▶ **WHAT IS REQUIRED**:
Rewrite the lines of the entries below, from the line containing "The query is: white t-shirt" through the line containing "(204, 287), (236, 325)", as a JSON list of strings with one string per line, leaving out blank lines.

****

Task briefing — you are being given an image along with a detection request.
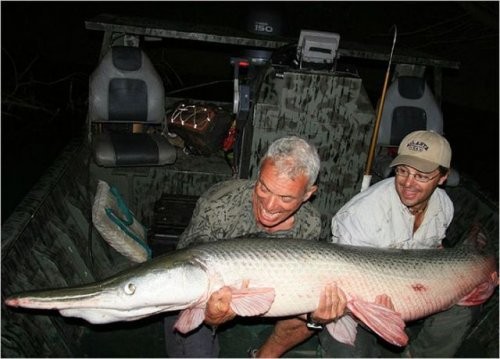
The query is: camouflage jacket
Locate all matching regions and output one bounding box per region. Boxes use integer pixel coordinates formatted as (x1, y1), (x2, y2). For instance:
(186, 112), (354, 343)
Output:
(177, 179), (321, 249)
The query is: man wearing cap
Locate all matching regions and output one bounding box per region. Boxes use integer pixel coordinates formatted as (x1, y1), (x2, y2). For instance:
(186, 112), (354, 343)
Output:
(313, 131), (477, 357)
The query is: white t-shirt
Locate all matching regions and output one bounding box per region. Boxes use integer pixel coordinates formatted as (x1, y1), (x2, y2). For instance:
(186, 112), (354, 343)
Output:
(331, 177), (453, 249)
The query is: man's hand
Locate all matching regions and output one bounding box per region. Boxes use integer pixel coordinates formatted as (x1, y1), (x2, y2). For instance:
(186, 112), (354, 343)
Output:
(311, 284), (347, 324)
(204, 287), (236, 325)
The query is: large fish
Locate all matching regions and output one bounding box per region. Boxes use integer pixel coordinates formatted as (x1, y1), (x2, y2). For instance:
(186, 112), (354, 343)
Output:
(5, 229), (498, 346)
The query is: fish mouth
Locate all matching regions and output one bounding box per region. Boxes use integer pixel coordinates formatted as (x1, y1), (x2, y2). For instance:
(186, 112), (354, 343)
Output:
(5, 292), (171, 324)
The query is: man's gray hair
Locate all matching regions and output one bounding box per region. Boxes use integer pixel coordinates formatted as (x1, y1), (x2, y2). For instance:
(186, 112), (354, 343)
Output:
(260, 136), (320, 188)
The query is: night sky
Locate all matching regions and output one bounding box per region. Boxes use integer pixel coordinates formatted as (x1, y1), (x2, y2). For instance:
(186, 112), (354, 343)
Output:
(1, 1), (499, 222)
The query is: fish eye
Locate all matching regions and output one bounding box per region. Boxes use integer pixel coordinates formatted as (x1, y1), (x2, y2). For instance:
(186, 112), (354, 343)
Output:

****

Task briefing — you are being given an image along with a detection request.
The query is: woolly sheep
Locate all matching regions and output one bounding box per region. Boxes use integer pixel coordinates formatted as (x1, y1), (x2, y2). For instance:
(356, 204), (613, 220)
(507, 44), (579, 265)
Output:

****

▶ **IN RESPONSE**:
[
  "The query is: white t-shirt",
  "Locate all matching regions and output one bounding box per region. Boxes use integer pixel coordinates formatted as (x1, y1), (x2, y2). For instance:",
  "(186, 112), (354, 343)",
  "Output:",
  "(331, 177), (453, 249)",
  "The query is: man's hand",
  "Locate all matching regions and output one bounding box per region. Boxes use integer pixel coordinates formatted as (x1, y1), (x2, y2). For instance:",
  "(186, 112), (354, 343)",
  "Output:",
  "(311, 284), (347, 324)",
  "(204, 287), (236, 325)"
]